▶ [WORK TO BE COMPLETED]: Reproduce word for word the stretch of the forum post below on Mendel errors after splitting multiallelic variants, starting at "Before splitting there" and ending at "(chr=1, pos=1, alleles=[A,C])".

▶ [EXTRACT PROVIDED]:
▬▬▬

Mendel_errors and split_multi_hts

Hi!
I’m wondering if there are any potential surprises if the mendel_erros function is used after split_multi_hts. In the documentation of the de_novo function there is an explicit statement that The model looks for de novo events in which both parents are homozygous reference and the proband is a heterozygous, which I’m interpreting as an internal prefiltering step, which will ensure that such variants are ignored in the implemented de-novo-calling. Is any such restriction also applied internally to the input of medel_errors? If not, is there then a possibility of mendel errors not being returned for an originally-multiallelic-but-split-erroneous variant?
E.g.
Before splitting there is, if I understand correctly, an error here:
variant = (chr=1, pos=1, alleles=[A, B, C])
mom: GT=0/0
dad: GT=1/2
kid: 1/2,
but after splitting, I’d have no errors?
variant_1 = (chr=1, pos=1, alleles=[A,B])
variant_2 = (chr=1, pos=1, alleles=[A,C])

▬▬▬

▶ [RECORD LIST]:
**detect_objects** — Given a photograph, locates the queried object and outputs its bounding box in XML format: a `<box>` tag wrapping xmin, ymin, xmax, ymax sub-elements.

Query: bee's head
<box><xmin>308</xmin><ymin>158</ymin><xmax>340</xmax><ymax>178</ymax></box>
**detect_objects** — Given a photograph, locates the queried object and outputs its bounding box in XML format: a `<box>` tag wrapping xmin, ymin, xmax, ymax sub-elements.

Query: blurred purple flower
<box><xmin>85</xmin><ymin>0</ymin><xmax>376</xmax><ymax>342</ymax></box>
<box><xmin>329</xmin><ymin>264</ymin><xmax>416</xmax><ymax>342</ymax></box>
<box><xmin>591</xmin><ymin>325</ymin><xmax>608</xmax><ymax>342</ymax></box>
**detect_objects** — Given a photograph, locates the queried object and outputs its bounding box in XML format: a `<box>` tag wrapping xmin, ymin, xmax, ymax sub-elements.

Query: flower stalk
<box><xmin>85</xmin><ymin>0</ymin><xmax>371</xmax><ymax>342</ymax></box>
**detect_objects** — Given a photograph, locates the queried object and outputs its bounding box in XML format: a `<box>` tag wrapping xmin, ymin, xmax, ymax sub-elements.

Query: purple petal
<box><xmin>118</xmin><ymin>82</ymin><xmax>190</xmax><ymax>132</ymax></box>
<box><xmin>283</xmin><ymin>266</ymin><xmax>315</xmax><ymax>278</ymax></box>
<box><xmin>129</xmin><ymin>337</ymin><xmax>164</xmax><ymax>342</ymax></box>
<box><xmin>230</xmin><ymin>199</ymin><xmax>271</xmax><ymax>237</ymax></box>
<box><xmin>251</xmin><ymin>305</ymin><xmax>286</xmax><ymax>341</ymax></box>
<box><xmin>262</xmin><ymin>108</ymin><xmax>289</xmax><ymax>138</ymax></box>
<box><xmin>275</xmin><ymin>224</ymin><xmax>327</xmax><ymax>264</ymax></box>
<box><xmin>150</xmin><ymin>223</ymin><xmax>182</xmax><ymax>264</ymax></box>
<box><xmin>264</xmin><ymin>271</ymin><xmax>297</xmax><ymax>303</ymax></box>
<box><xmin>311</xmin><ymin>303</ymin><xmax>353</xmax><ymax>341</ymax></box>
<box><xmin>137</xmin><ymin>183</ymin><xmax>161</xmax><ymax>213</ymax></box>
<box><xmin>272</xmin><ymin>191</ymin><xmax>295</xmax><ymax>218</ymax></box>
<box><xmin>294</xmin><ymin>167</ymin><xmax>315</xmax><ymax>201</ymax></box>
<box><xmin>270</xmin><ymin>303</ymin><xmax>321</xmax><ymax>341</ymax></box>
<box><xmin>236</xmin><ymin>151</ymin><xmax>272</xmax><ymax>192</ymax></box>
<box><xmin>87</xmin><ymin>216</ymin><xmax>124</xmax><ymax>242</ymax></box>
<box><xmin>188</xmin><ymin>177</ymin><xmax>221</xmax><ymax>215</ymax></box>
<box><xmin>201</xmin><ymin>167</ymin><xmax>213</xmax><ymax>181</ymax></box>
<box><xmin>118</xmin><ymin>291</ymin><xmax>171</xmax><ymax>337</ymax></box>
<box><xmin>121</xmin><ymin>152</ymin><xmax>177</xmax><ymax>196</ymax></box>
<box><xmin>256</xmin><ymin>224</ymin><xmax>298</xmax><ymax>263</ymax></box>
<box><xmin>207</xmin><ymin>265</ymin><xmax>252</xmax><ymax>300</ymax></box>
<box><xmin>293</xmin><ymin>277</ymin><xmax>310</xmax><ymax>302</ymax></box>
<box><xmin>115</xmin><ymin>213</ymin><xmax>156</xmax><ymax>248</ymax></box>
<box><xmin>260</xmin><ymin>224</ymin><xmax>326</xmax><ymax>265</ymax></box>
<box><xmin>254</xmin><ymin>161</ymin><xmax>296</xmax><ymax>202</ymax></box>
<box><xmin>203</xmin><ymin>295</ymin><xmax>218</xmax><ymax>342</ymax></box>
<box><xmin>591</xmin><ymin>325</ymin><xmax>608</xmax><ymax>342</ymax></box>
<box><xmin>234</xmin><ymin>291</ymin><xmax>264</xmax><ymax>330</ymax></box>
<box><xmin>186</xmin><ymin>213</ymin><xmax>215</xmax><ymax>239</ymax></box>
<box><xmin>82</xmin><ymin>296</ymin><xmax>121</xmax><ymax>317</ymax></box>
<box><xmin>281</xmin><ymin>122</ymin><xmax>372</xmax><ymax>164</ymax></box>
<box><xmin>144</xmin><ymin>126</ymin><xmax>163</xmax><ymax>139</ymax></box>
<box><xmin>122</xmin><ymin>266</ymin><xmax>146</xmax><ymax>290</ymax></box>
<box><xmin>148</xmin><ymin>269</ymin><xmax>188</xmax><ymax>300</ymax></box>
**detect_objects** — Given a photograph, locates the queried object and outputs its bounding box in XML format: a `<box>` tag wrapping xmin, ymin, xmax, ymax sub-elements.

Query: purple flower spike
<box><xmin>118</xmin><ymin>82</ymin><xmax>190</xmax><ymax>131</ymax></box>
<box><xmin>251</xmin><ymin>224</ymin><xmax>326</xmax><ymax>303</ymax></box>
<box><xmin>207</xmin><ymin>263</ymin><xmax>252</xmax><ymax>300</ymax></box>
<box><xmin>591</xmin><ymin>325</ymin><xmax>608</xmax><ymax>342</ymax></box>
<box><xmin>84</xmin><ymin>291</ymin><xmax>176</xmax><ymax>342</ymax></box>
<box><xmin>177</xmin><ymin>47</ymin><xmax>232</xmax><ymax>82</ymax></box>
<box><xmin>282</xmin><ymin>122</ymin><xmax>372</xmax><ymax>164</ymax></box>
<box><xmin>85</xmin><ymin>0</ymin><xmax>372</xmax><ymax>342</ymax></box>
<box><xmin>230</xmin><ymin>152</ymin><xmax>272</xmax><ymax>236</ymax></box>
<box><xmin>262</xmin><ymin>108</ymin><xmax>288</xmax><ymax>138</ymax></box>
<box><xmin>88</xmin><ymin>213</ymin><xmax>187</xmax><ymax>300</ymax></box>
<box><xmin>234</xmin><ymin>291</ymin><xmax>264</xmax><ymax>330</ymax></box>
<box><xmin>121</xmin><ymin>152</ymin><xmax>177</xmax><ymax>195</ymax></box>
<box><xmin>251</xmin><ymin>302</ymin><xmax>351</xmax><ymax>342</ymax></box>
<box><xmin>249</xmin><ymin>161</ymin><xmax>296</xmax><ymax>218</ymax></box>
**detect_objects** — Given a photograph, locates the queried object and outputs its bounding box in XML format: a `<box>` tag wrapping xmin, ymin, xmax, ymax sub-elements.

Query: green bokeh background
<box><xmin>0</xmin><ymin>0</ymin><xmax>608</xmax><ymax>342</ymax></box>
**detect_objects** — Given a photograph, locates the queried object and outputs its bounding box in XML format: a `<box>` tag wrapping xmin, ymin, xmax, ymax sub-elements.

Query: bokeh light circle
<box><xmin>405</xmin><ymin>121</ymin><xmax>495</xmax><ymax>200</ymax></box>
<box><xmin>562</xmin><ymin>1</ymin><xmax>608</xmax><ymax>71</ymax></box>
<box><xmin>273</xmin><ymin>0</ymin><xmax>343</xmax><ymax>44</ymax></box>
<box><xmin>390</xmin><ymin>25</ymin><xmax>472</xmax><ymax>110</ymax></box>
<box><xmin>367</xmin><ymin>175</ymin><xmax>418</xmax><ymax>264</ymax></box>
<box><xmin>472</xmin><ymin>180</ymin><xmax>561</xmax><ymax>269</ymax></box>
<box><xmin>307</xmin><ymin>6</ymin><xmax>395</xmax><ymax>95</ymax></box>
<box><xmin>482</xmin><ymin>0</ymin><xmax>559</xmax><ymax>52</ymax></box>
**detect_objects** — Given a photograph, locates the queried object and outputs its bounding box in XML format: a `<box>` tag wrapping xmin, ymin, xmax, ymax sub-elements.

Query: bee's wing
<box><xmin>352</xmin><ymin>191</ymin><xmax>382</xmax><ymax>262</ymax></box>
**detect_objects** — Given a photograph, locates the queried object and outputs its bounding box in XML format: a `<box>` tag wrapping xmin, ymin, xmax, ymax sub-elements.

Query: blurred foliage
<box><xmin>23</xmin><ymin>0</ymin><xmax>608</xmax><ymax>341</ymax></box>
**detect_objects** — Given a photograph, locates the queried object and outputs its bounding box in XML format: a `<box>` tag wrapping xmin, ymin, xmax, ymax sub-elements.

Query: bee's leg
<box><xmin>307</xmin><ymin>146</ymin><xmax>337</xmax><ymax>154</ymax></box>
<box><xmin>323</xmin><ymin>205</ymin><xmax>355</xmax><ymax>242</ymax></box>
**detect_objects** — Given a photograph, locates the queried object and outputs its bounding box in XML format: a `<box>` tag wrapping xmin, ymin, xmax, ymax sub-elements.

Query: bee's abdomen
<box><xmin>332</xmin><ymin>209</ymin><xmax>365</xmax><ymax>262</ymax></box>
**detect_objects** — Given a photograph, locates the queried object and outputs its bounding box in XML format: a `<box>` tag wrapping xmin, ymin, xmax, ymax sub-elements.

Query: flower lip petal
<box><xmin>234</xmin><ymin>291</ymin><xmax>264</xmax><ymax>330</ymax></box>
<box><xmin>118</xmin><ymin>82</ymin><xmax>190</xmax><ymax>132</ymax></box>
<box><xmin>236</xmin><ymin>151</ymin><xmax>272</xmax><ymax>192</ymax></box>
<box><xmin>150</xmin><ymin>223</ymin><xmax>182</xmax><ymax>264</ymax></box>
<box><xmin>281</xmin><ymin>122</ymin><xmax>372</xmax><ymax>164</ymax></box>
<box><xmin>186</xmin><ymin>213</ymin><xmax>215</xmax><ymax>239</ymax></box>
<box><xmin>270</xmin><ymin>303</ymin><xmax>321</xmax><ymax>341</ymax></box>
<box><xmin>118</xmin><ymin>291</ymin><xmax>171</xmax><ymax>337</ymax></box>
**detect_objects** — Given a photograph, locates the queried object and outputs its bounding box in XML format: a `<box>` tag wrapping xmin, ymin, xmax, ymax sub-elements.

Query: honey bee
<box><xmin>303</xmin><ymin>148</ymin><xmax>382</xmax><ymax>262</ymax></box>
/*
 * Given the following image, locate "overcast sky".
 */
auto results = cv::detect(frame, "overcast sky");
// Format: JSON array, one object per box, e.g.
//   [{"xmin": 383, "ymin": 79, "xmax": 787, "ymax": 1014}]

▬▬▬

▶ [FINAL ANSWER]:
Before splitting there is, if I understand correctly, an error here:
variant = (chr=1, pos=1, alleles=[A, B, C])
mom: GT=0/0
dad: GT=1/2
kid: 1/2,
but after splitting, I’d have no errors?
variant_1 = (chr=1, pos=1, alleles=[A,B])
variant_2 = (chr=1, pos=1, alleles=[A,C])